**WRITTEN INSTRUCTION**
Rewrite the lines from the one containing "Target | aubrieta flower cluster" through the last line, replacing "green stem" with "plant stem" and keeping everything else the same.

[Records excerpted from a collection]
* begin *
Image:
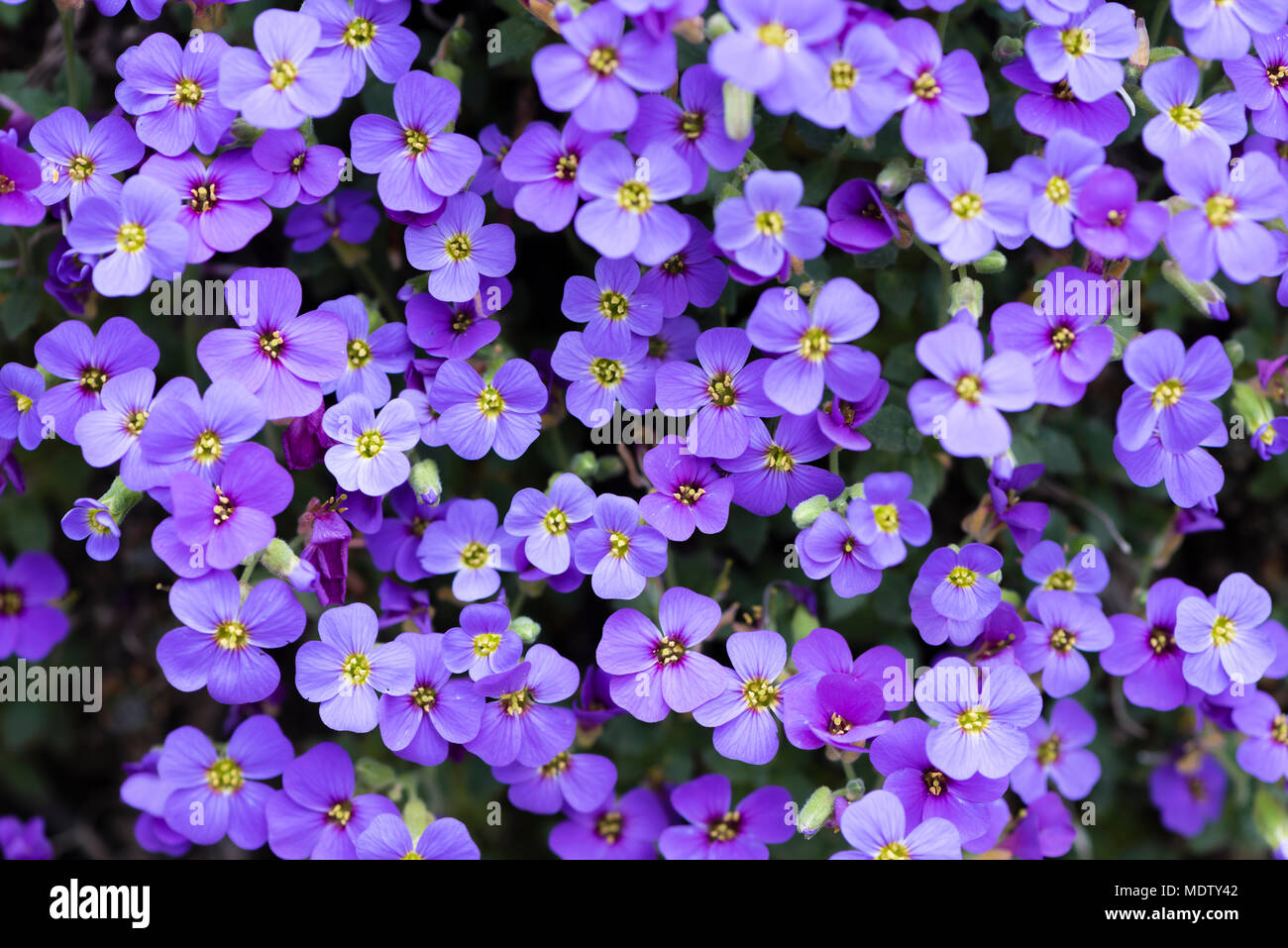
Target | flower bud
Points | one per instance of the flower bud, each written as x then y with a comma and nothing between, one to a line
526,629
425,481
815,811
809,510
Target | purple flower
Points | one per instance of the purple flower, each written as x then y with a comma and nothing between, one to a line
459,248
387,836
134,232
347,668
300,172
316,813
811,342
692,275
1086,50
183,430
286,78
458,330
964,209
372,355
30,623
417,161
483,644
520,725
1172,85
1258,80
1223,30
857,89
277,355
548,522
1265,753
660,670
1112,223
597,382
926,792
774,472
618,552
1050,107
625,214
767,226
837,710
1172,390
175,91
1068,346
219,205
593,73
858,219
71,351
437,711
829,548
77,161
469,544
1085,574
20,183
502,414
876,826
771,50
1224,636
1188,792
369,451
579,781
939,90
21,389
365,34
1220,230
982,720
962,406
884,518
695,127
1057,179
719,830
90,519
544,162
724,390
688,493
346,217
226,789
745,715
610,305
1065,627
617,828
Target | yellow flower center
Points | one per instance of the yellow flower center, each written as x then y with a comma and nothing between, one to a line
132,239
282,73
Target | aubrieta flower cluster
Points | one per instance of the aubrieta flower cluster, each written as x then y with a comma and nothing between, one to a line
702,287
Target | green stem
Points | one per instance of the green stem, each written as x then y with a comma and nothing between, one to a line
68,22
* end *
**SOLUTION TO THIS TASK**
Target | aubrieta flower cluster
Points | one per instance of the aubrieta flower cluster, each written as x then y with a comma and nothing between, one to a line
702,287
Target | plant stem
Points | one per instance of the plant stem, each written as x then y with a comma and nothing between, one to a line
68,22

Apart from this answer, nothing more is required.